▶ _Records for processing_:
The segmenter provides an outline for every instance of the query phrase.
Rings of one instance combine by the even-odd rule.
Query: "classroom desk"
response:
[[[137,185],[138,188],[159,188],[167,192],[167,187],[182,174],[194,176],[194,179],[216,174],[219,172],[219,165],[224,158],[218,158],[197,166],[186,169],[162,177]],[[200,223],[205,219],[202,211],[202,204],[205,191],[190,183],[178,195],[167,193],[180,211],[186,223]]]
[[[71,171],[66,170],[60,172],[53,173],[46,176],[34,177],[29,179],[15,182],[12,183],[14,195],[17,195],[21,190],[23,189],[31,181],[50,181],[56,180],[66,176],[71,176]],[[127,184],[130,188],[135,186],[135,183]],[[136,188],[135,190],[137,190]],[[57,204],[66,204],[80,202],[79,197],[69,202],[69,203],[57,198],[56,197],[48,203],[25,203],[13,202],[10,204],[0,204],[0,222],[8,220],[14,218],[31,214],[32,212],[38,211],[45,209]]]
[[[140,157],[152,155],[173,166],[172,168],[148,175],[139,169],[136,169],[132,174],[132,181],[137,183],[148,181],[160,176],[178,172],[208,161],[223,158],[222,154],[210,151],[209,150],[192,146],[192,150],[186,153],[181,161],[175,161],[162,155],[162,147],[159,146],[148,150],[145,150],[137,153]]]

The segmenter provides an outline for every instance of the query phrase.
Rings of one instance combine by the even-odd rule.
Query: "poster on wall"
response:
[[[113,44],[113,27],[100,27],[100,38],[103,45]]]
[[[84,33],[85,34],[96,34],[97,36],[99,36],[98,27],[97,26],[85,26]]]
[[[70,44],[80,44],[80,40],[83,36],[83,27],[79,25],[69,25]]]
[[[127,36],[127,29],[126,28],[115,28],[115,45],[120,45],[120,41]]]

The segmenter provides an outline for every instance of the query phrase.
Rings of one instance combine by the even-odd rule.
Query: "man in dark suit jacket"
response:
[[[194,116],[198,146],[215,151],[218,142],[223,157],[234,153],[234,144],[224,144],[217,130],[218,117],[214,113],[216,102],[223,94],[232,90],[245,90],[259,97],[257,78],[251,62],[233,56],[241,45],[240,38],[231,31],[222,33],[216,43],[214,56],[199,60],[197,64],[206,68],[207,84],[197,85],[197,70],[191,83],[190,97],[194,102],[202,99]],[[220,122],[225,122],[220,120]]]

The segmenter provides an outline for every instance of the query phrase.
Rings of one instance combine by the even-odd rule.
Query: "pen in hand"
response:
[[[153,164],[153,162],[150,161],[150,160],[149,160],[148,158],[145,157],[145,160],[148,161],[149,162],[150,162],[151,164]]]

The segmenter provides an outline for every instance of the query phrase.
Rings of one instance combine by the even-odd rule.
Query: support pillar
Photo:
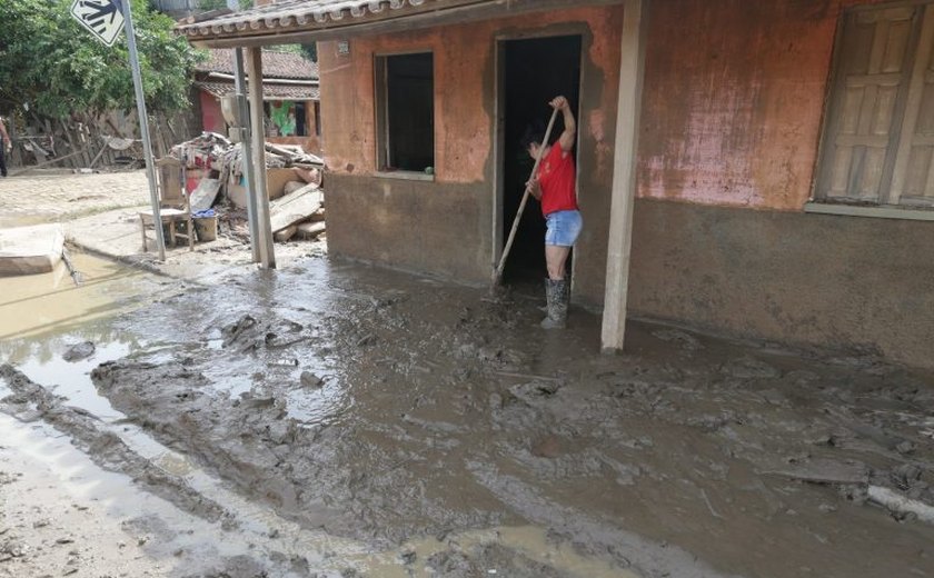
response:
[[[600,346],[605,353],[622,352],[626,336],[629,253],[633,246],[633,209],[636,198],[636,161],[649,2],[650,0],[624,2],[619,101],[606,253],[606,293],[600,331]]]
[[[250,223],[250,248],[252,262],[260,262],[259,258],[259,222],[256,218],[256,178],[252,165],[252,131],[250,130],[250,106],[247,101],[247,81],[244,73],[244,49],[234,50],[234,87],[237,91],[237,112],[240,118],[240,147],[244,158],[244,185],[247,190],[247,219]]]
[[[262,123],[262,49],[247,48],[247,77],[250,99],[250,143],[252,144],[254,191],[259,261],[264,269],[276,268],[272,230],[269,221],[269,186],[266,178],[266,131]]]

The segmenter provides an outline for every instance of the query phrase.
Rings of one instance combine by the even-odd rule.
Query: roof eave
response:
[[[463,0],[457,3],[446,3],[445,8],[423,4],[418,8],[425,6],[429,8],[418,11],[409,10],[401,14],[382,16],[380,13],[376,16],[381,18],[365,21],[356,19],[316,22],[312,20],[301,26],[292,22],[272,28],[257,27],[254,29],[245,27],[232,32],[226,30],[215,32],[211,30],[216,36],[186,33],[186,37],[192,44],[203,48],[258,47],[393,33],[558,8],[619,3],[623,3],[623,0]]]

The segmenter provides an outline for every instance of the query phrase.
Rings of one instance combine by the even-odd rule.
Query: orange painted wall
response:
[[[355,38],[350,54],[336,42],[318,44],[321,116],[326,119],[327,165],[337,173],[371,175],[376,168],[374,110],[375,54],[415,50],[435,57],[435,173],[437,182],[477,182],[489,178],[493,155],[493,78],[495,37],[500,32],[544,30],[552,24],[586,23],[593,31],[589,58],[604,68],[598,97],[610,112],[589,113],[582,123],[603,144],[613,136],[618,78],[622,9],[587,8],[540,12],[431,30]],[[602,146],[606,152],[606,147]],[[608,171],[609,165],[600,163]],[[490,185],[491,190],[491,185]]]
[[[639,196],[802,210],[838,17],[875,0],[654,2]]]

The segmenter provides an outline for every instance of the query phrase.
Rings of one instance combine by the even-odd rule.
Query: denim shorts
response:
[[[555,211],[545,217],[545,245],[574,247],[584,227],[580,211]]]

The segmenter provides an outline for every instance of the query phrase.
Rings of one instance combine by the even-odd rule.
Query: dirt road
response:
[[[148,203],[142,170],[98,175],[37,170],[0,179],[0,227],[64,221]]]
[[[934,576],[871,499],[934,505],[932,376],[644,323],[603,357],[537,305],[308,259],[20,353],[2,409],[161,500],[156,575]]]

▶ _Set exercise_: Each line in the records above should be reproduced exactly; images are not copied.

▶ _Exercise output_:
The segmenter provides an outline for every instance of the query phrase.
Rings of one instance combine by the even-odd rule.
Query: "classroom desk"
response:
[[[137,185],[138,188],[159,188],[167,192],[167,187],[182,174],[194,176],[194,179],[216,174],[219,172],[219,165],[224,158],[218,158],[197,166],[186,169],[162,177]],[[200,223],[205,219],[202,211],[202,204],[205,191],[190,183],[178,195],[167,193],[180,211],[186,223]]]
[[[71,171],[66,170],[60,172],[53,173],[46,176],[34,177],[29,179],[15,182],[12,183],[14,195],[17,195],[21,190],[23,189],[31,181],[50,181],[56,180],[66,176],[71,176]],[[127,184],[130,188],[135,186],[135,183]],[[136,188],[135,190],[137,190]],[[57,204],[66,204],[80,202],[79,197],[69,202],[69,203],[57,198],[56,197],[48,203],[25,203],[13,202],[10,204],[0,204],[0,222],[8,220],[14,218],[31,214],[32,212],[38,211],[45,209]]]
[[[140,157],[152,155],[173,166],[172,168],[148,175],[139,169],[136,169],[132,174],[132,181],[137,183],[148,181],[160,176],[178,172],[208,161],[223,158],[222,154],[210,151],[209,150],[192,146],[192,150],[186,153],[181,161],[175,161],[162,155],[162,147],[159,146],[148,150],[145,150],[137,153]]]

The segmenter provides an outline for every instance of the query phrase.
Rings of one instance combine by the even-odd rule.
Query: "poster on wall"
response:
[[[113,44],[113,27],[100,27],[100,38],[103,45]]]
[[[84,33],[85,34],[96,34],[97,36],[99,36],[98,27],[97,26],[85,26]]]
[[[70,44],[80,44],[80,40],[83,36],[83,27],[79,25],[69,25]]]
[[[127,36],[127,29],[126,28],[115,28],[115,45],[120,45],[120,41]]]

The segmenter provides an outline for every instance of the query phrase.
Rings of one instance combine by the even-odd rule.
Query: "man in dark suit jacket"
response:
[[[194,116],[198,146],[215,151],[218,142],[223,157],[234,153],[234,144],[224,144],[217,130],[218,117],[214,113],[216,102],[223,94],[232,90],[245,90],[259,97],[257,78],[251,62],[233,56],[241,45],[240,38],[231,31],[222,33],[216,43],[214,56],[199,60],[197,64],[206,68],[207,84],[197,85],[197,70],[191,83],[190,97],[194,102],[202,99]],[[220,122],[225,122],[220,120]]]

The segmenter provides an outline for every instance of the query phrase.
Rings of one instance combine by the even-odd rule.
Query: "pen in hand"
response:
[[[153,164],[153,162],[150,161],[150,160],[149,160],[148,158],[145,157],[145,160],[148,161],[149,162],[150,162],[151,164]]]

The segmenter provides an outline for every instance of the query phrase.
Rings of one instance combine by the even-odd rule.
Query: support pillar
Photo:
response:
[[[600,346],[605,353],[622,352],[626,336],[629,253],[633,246],[633,209],[636,198],[636,161],[649,2],[650,0],[624,2],[619,101],[606,253],[606,293],[600,331]]]
[[[250,223],[250,248],[252,262],[260,262],[259,258],[259,222],[256,218],[256,178],[252,165],[252,131],[250,130],[250,106],[247,101],[247,81],[244,73],[244,49],[234,50],[234,87],[237,91],[237,112],[240,118],[240,147],[244,158],[244,185],[247,190],[247,219]]]
[[[262,123],[262,49],[247,48],[247,77],[250,99],[250,143],[252,144],[254,191],[259,261],[264,269],[276,268],[272,230],[269,221],[269,186],[266,178],[266,131]]]

The segmenter provides an outline for every instance of the query phrase.
Rings of one instance combine by the even-odd rule.
Query: roof eave
response:
[[[463,0],[457,3],[446,3],[445,8],[423,4],[418,8],[425,6],[429,8],[418,11],[409,10],[401,14],[382,16],[380,13],[376,16],[381,18],[365,21],[356,19],[316,22],[312,20],[301,26],[292,22],[272,28],[257,27],[254,29],[245,27],[232,32],[226,30],[215,32],[211,30],[216,36],[186,33],[186,37],[192,44],[203,48],[258,47],[393,33],[558,8],[619,3],[623,3],[623,0]]]

The segmenter provides an outline for every instance of the query phrase.
Rings of one instance combine by the even-odd rule.
Query: orange painted wall
response:
[[[355,38],[350,54],[336,42],[318,44],[321,116],[326,119],[327,165],[337,173],[371,175],[376,168],[374,110],[375,54],[415,50],[435,57],[435,173],[437,182],[477,182],[489,178],[493,155],[493,78],[495,37],[500,32],[544,30],[552,24],[586,23],[593,31],[589,58],[604,68],[598,97],[610,112],[589,113],[582,123],[603,144],[613,136],[618,78],[622,9],[587,8],[540,12],[431,30]],[[602,146],[606,152],[606,147]],[[608,171],[609,165],[600,163]],[[490,185],[491,190],[491,185]]]
[[[639,196],[802,210],[838,17],[875,0],[654,2]]]

The segmenter provides an outline for every instance of the query phrase.
Rings of one instance combine by the even-odd rule.
Query: denim shorts
response:
[[[555,211],[545,217],[545,245],[574,247],[584,227],[580,211]]]

The segmenter provides an outline for every instance of the query phrase.
Rings of one instance combine by the even-odd rule.
Query: dirt road
response:
[[[148,203],[142,170],[98,175],[37,170],[0,179],[0,227],[64,221]]]
[[[934,576],[871,499],[934,505],[932,376],[644,323],[603,357],[537,305],[308,259],[20,353],[2,409],[161,500],[156,575]]]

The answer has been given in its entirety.